- WHAT YOU HAVE TO DO -
Rewrite the lines below from the one containing "Task: indicate one point on every instance of the tower crossarm" through the last line, replacing "photo above" with "image above" and leaving everything else unchanged. Return only those lines, without the pictures.

- THE RECORDS -
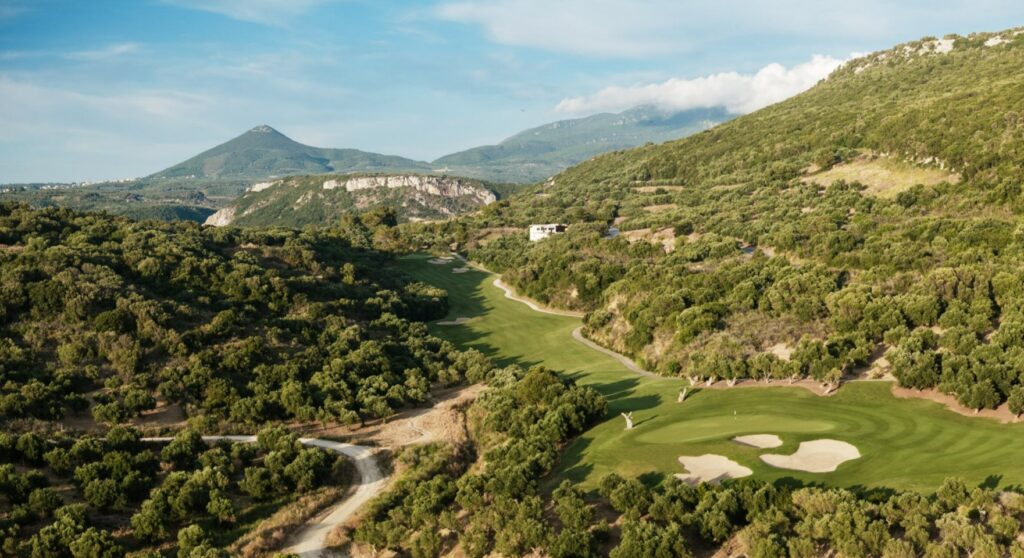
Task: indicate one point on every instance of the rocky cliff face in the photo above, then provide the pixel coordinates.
(311, 200)
(222, 217)
(434, 185)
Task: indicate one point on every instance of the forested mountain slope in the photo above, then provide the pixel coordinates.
(877, 212)
(264, 153)
(323, 200)
(111, 318)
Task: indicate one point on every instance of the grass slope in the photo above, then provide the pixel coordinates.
(904, 443)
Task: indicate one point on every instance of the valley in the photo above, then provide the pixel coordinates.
(724, 303)
(905, 443)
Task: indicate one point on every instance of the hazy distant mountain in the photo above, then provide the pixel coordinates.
(213, 179)
(539, 153)
(265, 153)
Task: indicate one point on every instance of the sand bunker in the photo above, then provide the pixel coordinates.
(815, 457)
(759, 440)
(711, 468)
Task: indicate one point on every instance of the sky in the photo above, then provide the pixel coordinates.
(108, 89)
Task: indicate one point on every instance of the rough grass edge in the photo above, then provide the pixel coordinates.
(272, 532)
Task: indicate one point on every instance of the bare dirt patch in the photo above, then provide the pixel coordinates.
(442, 422)
(711, 468)
(762, 441)
(165, 415)
(1000, 413)
(884, 176)
(652, 189)
(665, 235)
(782, 350)
(822, 456)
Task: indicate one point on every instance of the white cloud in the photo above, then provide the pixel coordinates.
(736, 92)
(53, 133)
(581, 27)
(643, 28)
(269, 12)
(111, 51)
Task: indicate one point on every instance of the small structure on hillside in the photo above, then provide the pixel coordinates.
(539, 232)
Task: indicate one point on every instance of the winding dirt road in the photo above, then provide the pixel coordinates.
(310, 542)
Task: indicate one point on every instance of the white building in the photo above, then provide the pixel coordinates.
(539, 232)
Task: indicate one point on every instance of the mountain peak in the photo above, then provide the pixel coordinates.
(263, 129)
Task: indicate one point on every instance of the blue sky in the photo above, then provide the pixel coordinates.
(103, 89)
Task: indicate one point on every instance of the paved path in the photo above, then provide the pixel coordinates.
(310, 542)
(509, 293)
(623, 359)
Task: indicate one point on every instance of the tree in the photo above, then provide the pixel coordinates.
(95, 544)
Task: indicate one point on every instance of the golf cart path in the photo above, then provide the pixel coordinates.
(510, 294)
(623, 359)
(310, 542)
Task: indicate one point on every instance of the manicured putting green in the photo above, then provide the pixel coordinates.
(903, 443)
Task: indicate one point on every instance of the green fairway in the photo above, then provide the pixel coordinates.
(903, 443)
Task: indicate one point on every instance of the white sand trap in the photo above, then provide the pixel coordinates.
(762, 441)
(711, 468)
(815, 457)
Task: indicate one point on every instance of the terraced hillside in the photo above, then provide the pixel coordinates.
(869, 225)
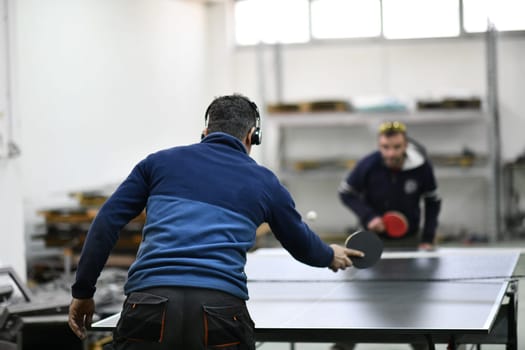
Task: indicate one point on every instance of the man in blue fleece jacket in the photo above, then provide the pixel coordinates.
(187, 288)
(397, 177)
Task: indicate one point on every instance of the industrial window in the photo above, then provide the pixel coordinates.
(506, 15)
(406, 19)
(345, 18)
(271, 21)
(301, 21)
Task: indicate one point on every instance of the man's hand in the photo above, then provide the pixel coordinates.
(376, 224)
(341, 257)
(80, 316)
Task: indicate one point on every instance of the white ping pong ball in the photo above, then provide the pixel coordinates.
(311, 215)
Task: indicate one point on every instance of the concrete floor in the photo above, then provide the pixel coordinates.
(520, 270)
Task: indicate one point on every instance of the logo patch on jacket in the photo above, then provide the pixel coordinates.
(410, 186)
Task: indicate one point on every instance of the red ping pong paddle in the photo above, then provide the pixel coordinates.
(369, 243)
(396, 224)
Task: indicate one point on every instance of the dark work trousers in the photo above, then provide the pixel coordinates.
(181, 318)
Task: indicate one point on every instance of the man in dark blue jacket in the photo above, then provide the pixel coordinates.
(187, 288)
(397, 177)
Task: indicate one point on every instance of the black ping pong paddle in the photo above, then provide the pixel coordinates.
(369, 243)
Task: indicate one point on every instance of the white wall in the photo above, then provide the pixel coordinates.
(11, 210)
(99, 84)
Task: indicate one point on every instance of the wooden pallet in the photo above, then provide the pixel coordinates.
(310, 106)
(449, 103)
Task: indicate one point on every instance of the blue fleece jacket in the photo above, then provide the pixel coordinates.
(371, 189)
(203, 204)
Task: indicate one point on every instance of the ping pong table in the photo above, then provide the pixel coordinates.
(452, 296)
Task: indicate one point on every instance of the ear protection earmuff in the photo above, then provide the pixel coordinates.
(256, 137)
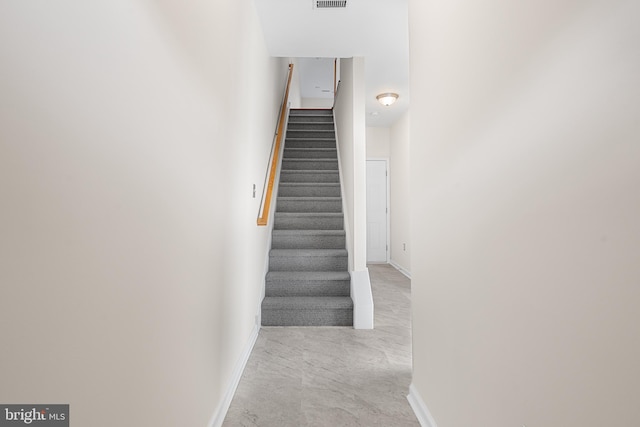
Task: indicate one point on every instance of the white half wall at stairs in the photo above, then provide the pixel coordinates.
(420, 408)
(362, 299)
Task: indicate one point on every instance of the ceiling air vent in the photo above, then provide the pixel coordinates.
(326, 4)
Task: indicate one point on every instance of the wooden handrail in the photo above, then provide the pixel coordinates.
(263, 219)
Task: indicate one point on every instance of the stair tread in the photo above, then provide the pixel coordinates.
(311, 232)
(306, 303)
(311, 214)
(308, 252)
(307, 138)
(298, 198)
(309, 171)
(310, 149)
(309, 159)
(307, 184)
(308, 275)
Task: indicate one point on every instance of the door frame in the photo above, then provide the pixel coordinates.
(388, 202)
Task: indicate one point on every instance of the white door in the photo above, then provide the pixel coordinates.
(376, 211)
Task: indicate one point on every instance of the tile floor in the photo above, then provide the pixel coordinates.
(333, 376)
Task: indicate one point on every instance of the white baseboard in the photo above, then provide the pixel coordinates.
(400, 269)
(420, 408)
(221, 411)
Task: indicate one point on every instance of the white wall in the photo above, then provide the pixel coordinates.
(377, 142)
(525, 211)
(351, 132)
(131, 263)
(400, 189)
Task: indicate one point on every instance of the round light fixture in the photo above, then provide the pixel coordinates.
(387, 99)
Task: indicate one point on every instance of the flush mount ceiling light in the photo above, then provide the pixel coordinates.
(387, 99)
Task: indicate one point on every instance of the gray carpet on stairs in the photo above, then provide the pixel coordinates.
(308, 282)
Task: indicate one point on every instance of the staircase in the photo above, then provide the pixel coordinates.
(308, 283)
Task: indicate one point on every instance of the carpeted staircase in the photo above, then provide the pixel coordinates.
(308, 282)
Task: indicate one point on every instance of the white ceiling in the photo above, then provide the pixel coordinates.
(374, 29)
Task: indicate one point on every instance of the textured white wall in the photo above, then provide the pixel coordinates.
(400, 194)
(131, 263)
(351, 130)
(525, 212)
(377, 142)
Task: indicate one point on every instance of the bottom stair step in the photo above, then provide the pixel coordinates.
(308, 283)
(307, 311)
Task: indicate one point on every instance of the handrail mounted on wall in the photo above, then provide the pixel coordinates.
(263, 218)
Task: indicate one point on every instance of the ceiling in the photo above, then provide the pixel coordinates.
(374, 29)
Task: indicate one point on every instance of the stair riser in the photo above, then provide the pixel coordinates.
(308, 223)
(308, 205)
(310, 143)
(309, 191)
(309, 153)
(305, 241)
(287, 176)
(307, 317)
(292, 133)
(298, 289)
(310, 164)
(315, 118)
(305, 263)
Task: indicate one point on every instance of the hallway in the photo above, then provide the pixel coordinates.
(333, 376)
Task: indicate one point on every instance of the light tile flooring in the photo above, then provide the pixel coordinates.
(333, 376)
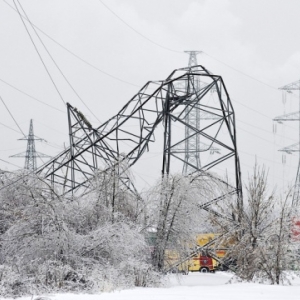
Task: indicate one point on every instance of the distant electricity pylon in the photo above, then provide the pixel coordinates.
(295, 116)
(193, 146)
(31, 154)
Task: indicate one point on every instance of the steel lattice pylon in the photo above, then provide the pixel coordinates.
(193, 145)
(31, 154)
(295, 116)
(162, 102)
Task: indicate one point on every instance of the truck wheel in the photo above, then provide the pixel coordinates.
(204, 270)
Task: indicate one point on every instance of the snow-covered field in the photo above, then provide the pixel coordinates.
(194, 285)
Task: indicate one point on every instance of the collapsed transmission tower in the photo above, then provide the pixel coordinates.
(193, 146)
(127, 135)
(31, 154)
(295, 116)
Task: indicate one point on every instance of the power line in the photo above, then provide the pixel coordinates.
(74, 54)
(33, 98)
(59, 69)
(10, 164)
(56, 88)
(12, 116)
(241, 72)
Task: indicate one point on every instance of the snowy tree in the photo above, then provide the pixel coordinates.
(180, 215)
(260, 242)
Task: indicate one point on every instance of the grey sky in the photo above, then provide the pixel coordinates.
(259, 38)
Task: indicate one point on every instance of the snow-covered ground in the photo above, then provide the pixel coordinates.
(194, 285)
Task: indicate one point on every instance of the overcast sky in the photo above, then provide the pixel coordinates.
(253, 45)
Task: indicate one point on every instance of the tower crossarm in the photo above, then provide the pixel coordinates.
(294, 86)
(295, 116)
(290, 149)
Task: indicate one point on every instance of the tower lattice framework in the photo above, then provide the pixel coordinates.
(295, 116)
(193, 145)
(31, 154)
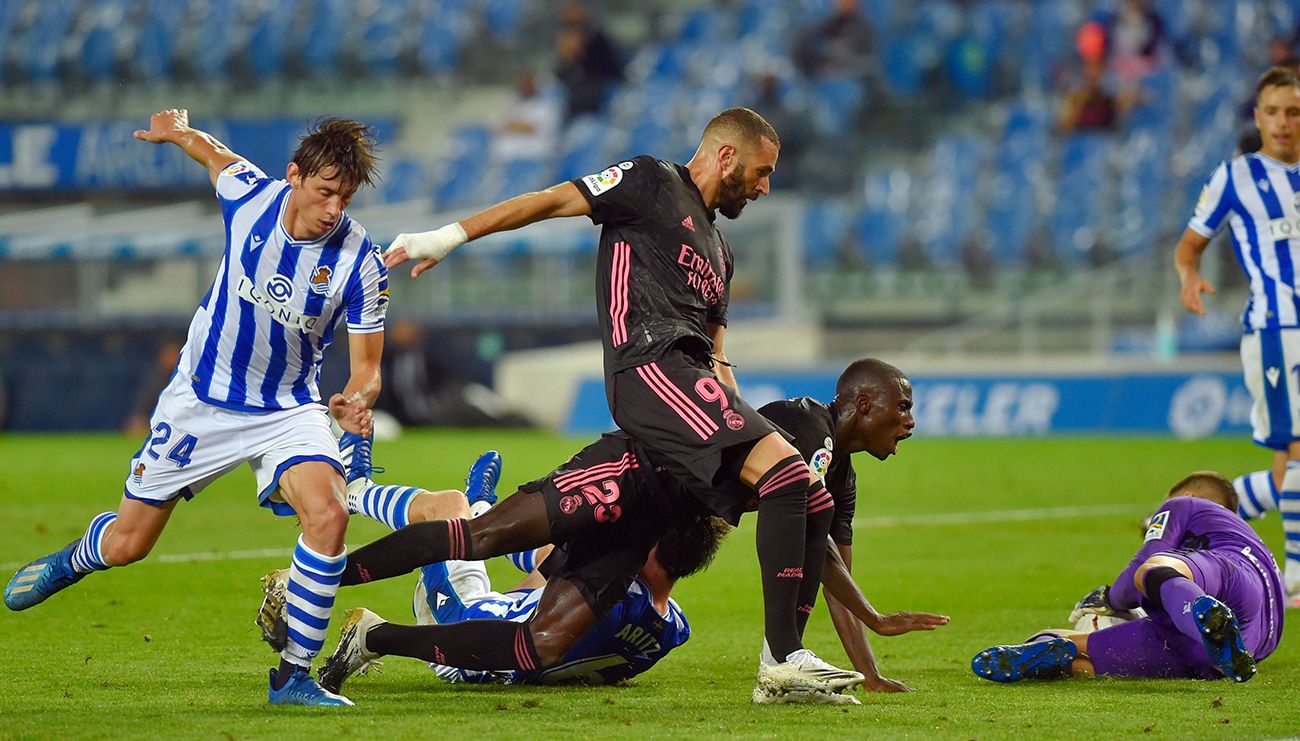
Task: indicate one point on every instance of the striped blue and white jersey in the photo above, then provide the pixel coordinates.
(1260, 199)
(628, 641)
(258, 338)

- EXERCISE SOLUTION -
Task: indicate one point on every instance of the tower crossarm in the image above, then provide the pixel coordinates.
(294, 86)
(295, 116)
(290, 149)
Task: indicate one point on every instance of the tower lattice framework in the image above, then provide the pixel coordinates.
(295, 116)
(193, 145)
(31, 154)
Task: indicate one point on every instance of the striped blue and white jersey in the image above, then provide the pixel coordinates.
(1260, 199)
(628, 641)
(258, 338)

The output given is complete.